*What is asked*. List every line of the material below that contains the word "roof".

*Provided material*.

--*--

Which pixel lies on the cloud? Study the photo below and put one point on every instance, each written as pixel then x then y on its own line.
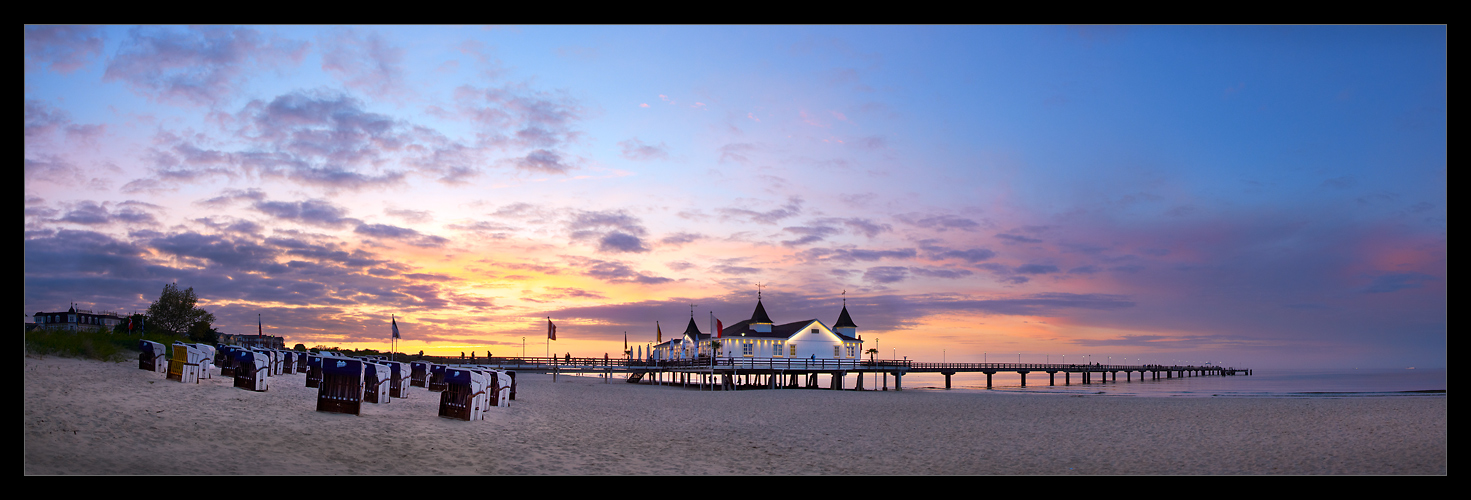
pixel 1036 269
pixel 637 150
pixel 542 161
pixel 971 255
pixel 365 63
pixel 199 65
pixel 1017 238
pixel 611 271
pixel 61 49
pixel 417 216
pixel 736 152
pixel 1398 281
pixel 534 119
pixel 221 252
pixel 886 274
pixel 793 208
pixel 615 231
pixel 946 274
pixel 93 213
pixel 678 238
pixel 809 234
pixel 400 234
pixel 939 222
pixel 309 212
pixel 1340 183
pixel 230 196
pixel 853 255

--*--

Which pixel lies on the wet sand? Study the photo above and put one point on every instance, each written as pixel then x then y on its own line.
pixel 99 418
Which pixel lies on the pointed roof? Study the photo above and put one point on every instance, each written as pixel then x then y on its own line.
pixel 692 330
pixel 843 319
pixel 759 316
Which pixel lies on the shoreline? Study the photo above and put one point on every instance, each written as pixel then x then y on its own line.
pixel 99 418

--*--

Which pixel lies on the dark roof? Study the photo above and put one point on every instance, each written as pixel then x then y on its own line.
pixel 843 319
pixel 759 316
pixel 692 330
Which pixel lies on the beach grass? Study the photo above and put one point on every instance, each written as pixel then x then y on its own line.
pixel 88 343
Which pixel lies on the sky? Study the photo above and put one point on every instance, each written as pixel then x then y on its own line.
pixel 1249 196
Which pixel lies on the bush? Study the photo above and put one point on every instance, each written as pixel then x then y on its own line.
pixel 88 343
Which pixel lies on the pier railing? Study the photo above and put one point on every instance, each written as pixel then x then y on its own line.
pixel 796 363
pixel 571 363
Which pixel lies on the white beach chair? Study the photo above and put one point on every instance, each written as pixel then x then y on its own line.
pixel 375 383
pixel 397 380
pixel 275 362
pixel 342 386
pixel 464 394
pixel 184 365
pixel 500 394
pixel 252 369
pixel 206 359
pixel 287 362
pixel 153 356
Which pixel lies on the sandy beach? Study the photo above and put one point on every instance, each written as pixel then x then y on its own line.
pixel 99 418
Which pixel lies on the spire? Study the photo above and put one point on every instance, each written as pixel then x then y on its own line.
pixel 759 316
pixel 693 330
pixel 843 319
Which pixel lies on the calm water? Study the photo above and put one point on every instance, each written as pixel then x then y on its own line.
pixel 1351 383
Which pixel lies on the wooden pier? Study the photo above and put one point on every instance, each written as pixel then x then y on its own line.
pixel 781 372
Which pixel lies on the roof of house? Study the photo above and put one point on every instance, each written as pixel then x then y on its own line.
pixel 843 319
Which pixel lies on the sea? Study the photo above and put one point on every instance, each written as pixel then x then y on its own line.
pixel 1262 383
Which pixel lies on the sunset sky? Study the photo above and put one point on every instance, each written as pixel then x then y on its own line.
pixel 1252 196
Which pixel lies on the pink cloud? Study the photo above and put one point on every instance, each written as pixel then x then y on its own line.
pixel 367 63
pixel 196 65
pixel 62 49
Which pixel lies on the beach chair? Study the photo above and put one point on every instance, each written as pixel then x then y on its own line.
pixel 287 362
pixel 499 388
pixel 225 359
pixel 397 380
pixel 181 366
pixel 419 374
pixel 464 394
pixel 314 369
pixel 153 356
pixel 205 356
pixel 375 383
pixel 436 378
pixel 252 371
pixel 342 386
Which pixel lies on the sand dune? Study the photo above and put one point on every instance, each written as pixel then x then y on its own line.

--*--

*Solution to this exercise*.
Which pixel lies on the pointed roof? Study the photo above and put one point on every instance, each written as pixel then x then y on its own line.
Which pixel lies on the dark roof? Study the photo above and put one point on every instance, each written as pixel then x then y on its own line.
Which pixel lies on the roof of house? Study the photo above and put one point on every instance, each written as pixel then x then y on its own line.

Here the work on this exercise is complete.